● **Try it**
Each line of the data should be transcribed exactly as given.

━━━━

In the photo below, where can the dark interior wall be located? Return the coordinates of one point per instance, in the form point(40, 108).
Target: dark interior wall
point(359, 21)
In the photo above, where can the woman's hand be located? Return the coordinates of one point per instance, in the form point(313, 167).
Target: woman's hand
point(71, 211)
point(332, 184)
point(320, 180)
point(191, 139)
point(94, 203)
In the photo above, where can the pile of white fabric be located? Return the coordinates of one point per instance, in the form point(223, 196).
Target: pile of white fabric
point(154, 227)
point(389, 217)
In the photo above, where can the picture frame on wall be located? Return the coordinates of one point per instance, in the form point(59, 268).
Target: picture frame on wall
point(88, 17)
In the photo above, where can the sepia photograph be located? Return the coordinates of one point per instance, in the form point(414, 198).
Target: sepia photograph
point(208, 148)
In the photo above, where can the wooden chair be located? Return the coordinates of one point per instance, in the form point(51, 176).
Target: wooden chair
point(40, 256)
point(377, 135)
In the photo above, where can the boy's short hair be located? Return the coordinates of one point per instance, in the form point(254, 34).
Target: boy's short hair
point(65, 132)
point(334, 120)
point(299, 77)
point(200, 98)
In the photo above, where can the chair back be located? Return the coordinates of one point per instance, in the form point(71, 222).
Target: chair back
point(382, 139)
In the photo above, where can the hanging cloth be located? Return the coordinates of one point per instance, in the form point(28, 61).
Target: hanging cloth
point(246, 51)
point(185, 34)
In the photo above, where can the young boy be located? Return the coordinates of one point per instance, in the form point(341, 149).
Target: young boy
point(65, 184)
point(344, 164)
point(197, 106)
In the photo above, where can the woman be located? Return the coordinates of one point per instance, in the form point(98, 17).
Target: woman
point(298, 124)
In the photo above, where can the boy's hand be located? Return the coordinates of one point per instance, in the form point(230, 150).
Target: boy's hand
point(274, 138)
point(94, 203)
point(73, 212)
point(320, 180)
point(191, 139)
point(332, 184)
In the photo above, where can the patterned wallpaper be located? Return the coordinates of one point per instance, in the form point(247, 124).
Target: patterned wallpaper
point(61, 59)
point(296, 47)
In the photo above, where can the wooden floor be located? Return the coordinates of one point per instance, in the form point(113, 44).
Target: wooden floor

━━━━

● **Answer section**
In the photo below, where can the dark interior wall be located? Return the coordinates of one point per instance, in the form point(40, 108).
Target: dark interior wall
point(359, 21)
In the photo above, where can the woman's hand be located? Return the coordinates of one point per instance, in the form point(313, 167).
Target: woman's hand
point(71, 211)
point(332, 184)
point(320, 180)
point(191, 139)
point(94, 203)
In the photo above, where can the pile of white fabric be located? Return the coordinates of one point per instance, in the form point(223, 196).
Target: pile of white fabric
point(154, 227)
point(389, 217)
In the photo above, where can the picture frame on wall be located? Return the coordinates of one point per instance, in the form point(59, 268).
Target: picture frame on wall
point(88, 17)
In the photo above, where can the sepia photograph be located? Return the coordinates of one point per instance, in the form point(414, 198).
Target: sepia photograph
point(208, 148)
In the photo above, where can the wooden chair be located? Return the coordinates of one point per instance, in the form point(51, 176).
Target: wooden chair
point(40, 256)
point(377, 135)
In the photo above, where can the boy's short hair be located? Return the coordinates of one point per instance, in the form point(254, 34).
Target: boy's short hair
point(65, 132)
point(334, 120)
point(299, 77)
point(200, 98)
In the photo above, where can the chair back be located? Return the coordinates of one point per instance, in the form point(71, 222).
Target: chair back
point(382, 139)
In the photo above, where can the hanging cloth be located? Return the coordinates of one point per instance, in the form point(28, 61).
Target: hanging cloth
point(246, 51)
point(185, 34)
In the photo above, where can the young boy be located? Return the coordinates of one point per instance, in the form point(341, 149).
Target: young boy
point(65, 184)
point(344, 164)
point(197, 106)
In the photo above, where can the woman be located? Return the coordinates of one point per instance, in the form point(98, 17).
Target: woman
point(298, 124)
In the photo above, where can the boy's hand be located? Return the coordinates of one point per instance, in the form point(230, 150).
Target: boy's hand
point(274, 138)
point(94, 203)
point(73, 212)
point(320, 180)
point(191, 139)
point(332, 184)
In the photo above, where can the patterned wallpaper be located? Return the coordinates of one point per instance, in the form point(247, 124).
Target: patterned wallpaper
point(61, 59)
point(296, 47)
In the photo above, where can the wooden floor be located? Return the coordinates of one point per instance, in the form point(113, 44).
Target: wooden floor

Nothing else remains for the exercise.